I miss school. I miss learning new things every day. I miss standing up in front of a group to explain and diagram and discuss case studies to get a point across. Hell, I even miss pulling all-nighters to study for exams. There was a certain comfort to the routine of school, and that's gone now. Now, one day blends into the next and weeks coalesce and become difficult to distinguish one day or week from the one before.

My brain literally feels fuzzy. You know that buzz you get when you've had enough drinks to affect how you think? I feel that, all the time. My mind feels slow, like it's slogging through deep mud, or trying to run against a strong wind. I don't like it, and I need to do something about it. I'm searching for a new job to replace DoggieTown and all its mind-numbing uniformity. We finally got Windows 7 installed on my computer, so I'm going back to learning Italian on Rosetta Stone. I think I want to do a little every day, and constantly review what I have already done. But I need more than that. I think, for now, I may resort to reading some of my textbooks that I liked, mostly neurobiology, classics, and maybe nutrition.

### AVAILABLE DATA
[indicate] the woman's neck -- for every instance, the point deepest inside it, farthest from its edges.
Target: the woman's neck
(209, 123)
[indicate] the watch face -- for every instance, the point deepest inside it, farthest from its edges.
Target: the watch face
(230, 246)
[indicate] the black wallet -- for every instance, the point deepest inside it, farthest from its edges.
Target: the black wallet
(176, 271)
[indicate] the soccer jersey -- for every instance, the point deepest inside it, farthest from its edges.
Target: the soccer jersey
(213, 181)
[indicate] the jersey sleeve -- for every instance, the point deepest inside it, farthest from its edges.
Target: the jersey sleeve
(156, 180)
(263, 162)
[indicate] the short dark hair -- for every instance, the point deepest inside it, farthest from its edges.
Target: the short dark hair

### QUESTIONS
[a] From the post on missing school, please extract the passage starting with "I miss school. I" and going on through "the one before.".
[b] According to the post on missing school, why is the writer going back to learning Italian on Rosetta Stone at this point?
[c] Answer these questions from the post on missing school:
(i) What does the writer say they even miss doing to study for exams?
(ii) What is the name of the job the writer wants to replace?
(iii) Which subjects of textbooks does the writer consider reading?

### RESULTS FOR EACH TASK
[a]
I miss school. I miss learning new things every day. I miss standing up in front of a group to explain and diagram and discuss case studies to get a point across. Hell, I even miss pulling all-nighters to study for exams. There was a certain comfort to the routine of school, and that's gone now. Now, one day blends into the next and weeks coalesce and become difficult to distinguish one day or week from the one before.

[b] Windows 7 has finally been installed on the writer's computer, so the writer can return to learning Italian on Rosetta Stone.

[c]
(i) Pulling all-nighters.
(ii) DoggieTown.
(iii) Mostly neurobiology and classics, and maybe nutrition.